**EXERCISE REQUIREMENTS:**
1) In the island account, what did the people do with the beads Captain Cook gave them?
2) Please carry on the island account after its last sentence, the one about the crew and scurvy.

In the neighbourhood of these we saw some bushes of the hibiscus populneus, Linn, which is common also in

The Society Isles, where it is one of the numerous plants made use of to dye yellow; and likewise a mimosa, which is the only shrub that affords the natives sticks for their clubs and patoo-patoos, and wood sufficient to patch up a canoe. We found the face of the country more barren and ruinous the farther we advanced. The small number of inhabitants, who met us at the landing-place, seemed to have been the bulk of the nation, since we met no other people on our walk; and yet for these few we did not see above ten or twelve huts, though the view commanded a great part of the island. One of the sightliest of these was situated on a little hillock, about half a mile from the sea, which we ascended. Its construction was such as evinced the poverty and wretched condition of its owners. The natives told us they passed the night in these huts; and we easily conceived their situation to be uncomfortable, especially as we saw so very few of them, that they must be crammed full, unless the generality of the people lie in the open air, and leave these wretched dwellings to their chiefs, or make use of them only in bad weather. Besides these huts, we observed some heaps of stones piled up into little hillocks, which had one steep perpendicular side, where a hole went under ground. The space within could be but very small, and yet it is very probable that these cavities served to give shelter to the people during night. They may, however, communicate with natural caverns, which are very common in the lava currents of volcanic countries. We should have been glad to have ascertained this circumstance, but the natives always denied us admittance into these places." - G.F.

[6] "Captain Cook had not been very fortunate in trading with the people. They seemed indeed to be so destitute as to have no provisions to spare. A few matted baskets full of sweet potatoes, some sugar- canes, bunches of bananas, and two or three small fowls ready dressed, were the whole purchase which he had made for a few iron tools, and some Otaheite cloth. He had presented the people with beads, but they always threw them away with contempt, as far as ever they could. Whatever else they saw about us, they were desirous of possessing, though they had nothing to give in return. - G.F.

SECTION VIII.

A Description of the Island, and its Produce, Situation, and Inhabitants; their Manners and Customs; Conjectures concerning their Government, Religion, and other Subjects; with a more particular Account of the gigantic Statues.

I shall now give some farther account of this island, which is undoubtedly the same that Admiral Roggewein touched at in April 1722; although the description given of it by the authors of that voyage does by no means agree with it now. It may also be the same that was seen by Captain Davis in 1686; for, when seen from the east, it answers very well to Wafer's description, as I have before observed. In short, if this is not the land, his discovery cannot lie far from the coast of America, as this latitude has been well explored from the meridian of 80 deg. to 110 deg.. Captain Carteret carried it much farther; but his track seems to have been a little too far south. Had I found fresh water, I intended spending some days in looking for the low sandy isle Davis fell in with, which would have determined the point. But as I did not find water, and had a long run to make before I was assured of getting any, and being in want of refreshments, I declined the search; as a small delay might have been attended with bad consequences to the crew, many of them beginning to be more or less affected with the scurvy.

**DATA UNDER STUDY:**
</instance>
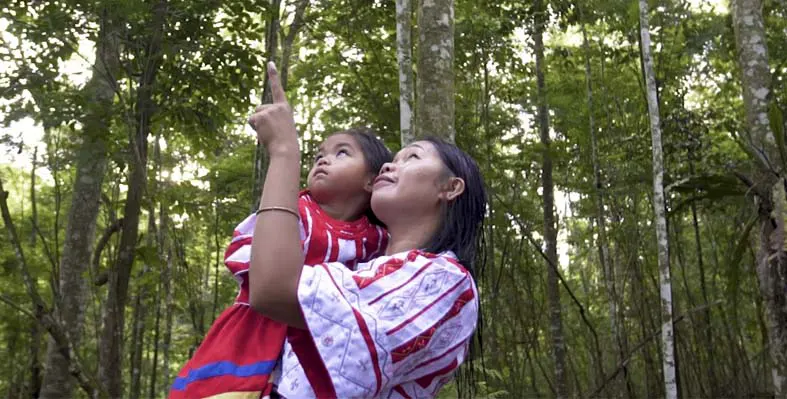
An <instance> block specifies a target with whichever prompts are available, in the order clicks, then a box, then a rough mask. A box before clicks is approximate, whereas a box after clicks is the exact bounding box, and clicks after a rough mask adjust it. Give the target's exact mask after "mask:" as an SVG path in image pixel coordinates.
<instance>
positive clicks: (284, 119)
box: [249, 62, 299, 155]
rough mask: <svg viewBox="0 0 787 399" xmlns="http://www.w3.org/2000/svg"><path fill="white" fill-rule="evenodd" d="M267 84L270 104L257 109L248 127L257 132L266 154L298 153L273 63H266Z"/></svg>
mask: <svg viewBox="0 0 787 399" xmlns="http://www.w3.org/2000/svg"><path fill="white" fill-rule="evenodd" d="M268 82H270V85H271V94H272V96H273V103H272V104H263V105H260V106H259V107H257V109H256V110H255V111H254V113H253V114H252V115H251V116H250V117H249V125H251V127H252V128H254V130H255V131H256V132H257V139H258V140H259V141H260V142H261V143H262V144H263V145H265V148H266V149H267V150H268V153H269V154H271V155H276V154H279V153H282V152H284V153H291V152H292V151H296V152H297V151H298V150H299V148H298V133H297V131H296V130H295V121H294V120H293V117H292V108H290V104H289V103H287V97H286V96H285V94H284V89H283V88H282V86H281V79H280V78H279V72H278V71H277V70H276V65H275V64H274V63H273V62H269V63H268Z"/></svg>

**RESPONSE LIST:**
1) They threw them away with contempt, as far as they could.

2)
No nation need contend for the honour of the discovery of this island, as there can be few places which afford less convenience for shipping than it does. Here is no safe anchorage, no wood for fuel, nor any fresh water worth taking on board. Nature has been exceedingly sparing of her favours to this spot. As every thing must be raised by dint of labour, it cannot be supposed that the inhabitants plant much more than is sufficient for themselves; and as they are but few in number, they cannot have much to spare to supply the wants of visitant strangers. The produce is sweet potatoes, yams, tara or eddy root, plantains, and sugar-canes, all pretty good, the potatoes especially, which are the best of the kind I ever tasted. Gourds they have also, but so very few, that a cocoa-nut shell was the most valuable thing we could give them. They have a few tame fowls, such as cocks and hens, small but well tasted. They have also rats, which it seems they eat; for I saw a man with some dead ones in his hand, and he seemed unwilling to part with them, giving me to understand they were for food. Of land-birds there were hardly any, and sea-birds but few; these were men-of-war, tropic, and egg-birds, noddies, tern, &c. The coast seemed not to abound with fish, at least we could catch none with hook and line, and it was but very little we saw among the natives.

Such is the produce of Easter Island, or Davis's Land, which is situated in latitude 27 deg. 5' 30" S., longitude 109 deg. 46' 20" W. It is about ten or twelve leagues in circuit, hath a hilly and stony surface, and an iron-bound shore.